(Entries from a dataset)
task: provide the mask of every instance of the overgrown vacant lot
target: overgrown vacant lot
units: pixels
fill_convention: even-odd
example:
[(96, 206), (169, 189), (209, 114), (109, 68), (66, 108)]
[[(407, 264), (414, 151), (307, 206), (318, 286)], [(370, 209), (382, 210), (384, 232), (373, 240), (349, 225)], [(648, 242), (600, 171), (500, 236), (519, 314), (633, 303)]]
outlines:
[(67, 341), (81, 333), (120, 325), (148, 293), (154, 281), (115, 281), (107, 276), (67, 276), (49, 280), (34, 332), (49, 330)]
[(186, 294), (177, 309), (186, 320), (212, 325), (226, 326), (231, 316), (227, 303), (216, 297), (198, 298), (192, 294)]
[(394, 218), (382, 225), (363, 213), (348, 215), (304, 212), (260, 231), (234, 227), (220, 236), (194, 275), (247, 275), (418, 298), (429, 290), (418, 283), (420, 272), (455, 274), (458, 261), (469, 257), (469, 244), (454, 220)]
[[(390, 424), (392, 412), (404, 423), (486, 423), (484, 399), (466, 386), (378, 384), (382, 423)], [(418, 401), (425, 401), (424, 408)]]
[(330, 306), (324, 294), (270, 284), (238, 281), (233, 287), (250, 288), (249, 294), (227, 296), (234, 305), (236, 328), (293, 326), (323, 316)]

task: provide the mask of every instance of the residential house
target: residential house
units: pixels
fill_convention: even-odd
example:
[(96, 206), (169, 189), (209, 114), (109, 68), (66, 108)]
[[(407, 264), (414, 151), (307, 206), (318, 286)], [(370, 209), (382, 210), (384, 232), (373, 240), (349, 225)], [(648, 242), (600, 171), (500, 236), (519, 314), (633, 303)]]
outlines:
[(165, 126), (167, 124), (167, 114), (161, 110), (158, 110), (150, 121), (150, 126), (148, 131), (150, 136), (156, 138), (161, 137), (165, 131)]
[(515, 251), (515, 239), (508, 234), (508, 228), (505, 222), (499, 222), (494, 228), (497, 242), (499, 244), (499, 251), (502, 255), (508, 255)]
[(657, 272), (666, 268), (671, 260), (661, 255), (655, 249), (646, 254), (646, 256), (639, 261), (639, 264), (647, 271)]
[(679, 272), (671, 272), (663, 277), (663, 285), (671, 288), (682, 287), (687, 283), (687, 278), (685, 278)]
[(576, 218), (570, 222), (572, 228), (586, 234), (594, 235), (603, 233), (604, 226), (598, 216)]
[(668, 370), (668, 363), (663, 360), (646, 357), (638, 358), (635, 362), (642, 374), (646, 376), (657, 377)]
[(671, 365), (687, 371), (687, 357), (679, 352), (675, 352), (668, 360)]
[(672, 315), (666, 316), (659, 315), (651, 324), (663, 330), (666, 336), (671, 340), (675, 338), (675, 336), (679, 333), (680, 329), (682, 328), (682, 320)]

- Directive -
Change every "pixels" in the material above to "px" and leave everything else as it is.

- Written answer -
task: provide the mask of every instance of the overgrown vacant lot
target: overgrown vacant lot
units: px
fill_convention: even-odd
example:
[(96, 206), (169, 189), (209, 114), (109, 68), (66, 108)]
[[(407, 264), (414, 151), (307, 206), (318, 286)], [(370, 209), (382, 210), (384, 232), (373, 240), (349, 225)], [(648, 242), (600, 171), (500, 236), (519, 314), (633, 303)]]
outlines:
[(67, 341), (81, 333), (120, 325), (148, 293), (154, 281), (115, 281), (107, 276), (67, 276), (49, 280), (34, 332), (49, 330)]
[(186, 294), (177, 309), (186, 320), (212, 325), (226, 326), (231, 316), (227, 303), (216, 297), (198, 298), (192, 294)]
[(394, 218), (382, 225), (363, 213), (348, 215), (304, 212), (260, 231), (234, 227), (220, 236), (194, 275), (247, 275), (418, 298), (429, 290), (418, 283), (420, 272), (455, 274), (458, 261), (469, 257), (469, 244), (454, 220)]
[[(390, 424), (392, 412), (404, 423), (486, 423), (484, 399), (466, 386), (378, 384), (382, 423)], [(418, 401), (425, 401), (424, 408)]]
[(330, 306), (324, 294), (270, 284), (238, 281), (233, 287), (250, 288), (249, 294), (227, 296), (234, 305), (236, 328), (293, 326), (323, 316)]

task: provide the mask of every instance of the residential house
target: residential house
units: px
fill_convention: even-odd
example:
[(96, 206), (169, 189), (209, 114), (109, 68), (66, 108)]
[[(407, 264), (414, 151), (307, 206), (318, 286)], [(370, 209), (382, 210), (384, 232), (373, 240), (349, 225)], [(648, 242), (600, 171), (500, 236), (519, 314), (633, 303)]]
outlines:
[(165, 126), (167, 124), (167, 114), (161, 110), (158, 110), (150, 121), (150, 126), (148, 131), (150, 136), (156, 138), (161, 137), (165, 131)]
[(515, 251), (515, 239), (508, 234), (508, 228), (505, 222), (499, 222), (494, 228), (497, 242), (499, 244), (499, 251), (502, 255), (508, 255)]
[(657, 272), (666, 268), (671, 260), (661, 255), (655, 249), (646, 254), (646, 256), (639, 261), (639, 264), (647, 271)]
[(679, 272), (671, 272), (663, 277), (663, 285), (671, 288), (682, 287), (687, 283), (687, 278), (685, 278)]
[(576, 218), (570, 222), (572, 228), (586, 234), (594, 235), (603, 233), (604, 226), (598, 216)]
[(668, 370), (668, 363), (663, 360), (646, 357), (638, 358), (635, 362), (642, 374), (646, 376), (657, 377)]
[(671, 365), (687, 371), (687, 357), (679, 352), (675, 352), (668, 360)]
[(672, 315), (666, 316), (659, 315), (651, 324), (663, 330), (666, 336), (671, 340), (675, 338), (675, 336), (679, 333), (680, 329), (682, 328), (682, 320)]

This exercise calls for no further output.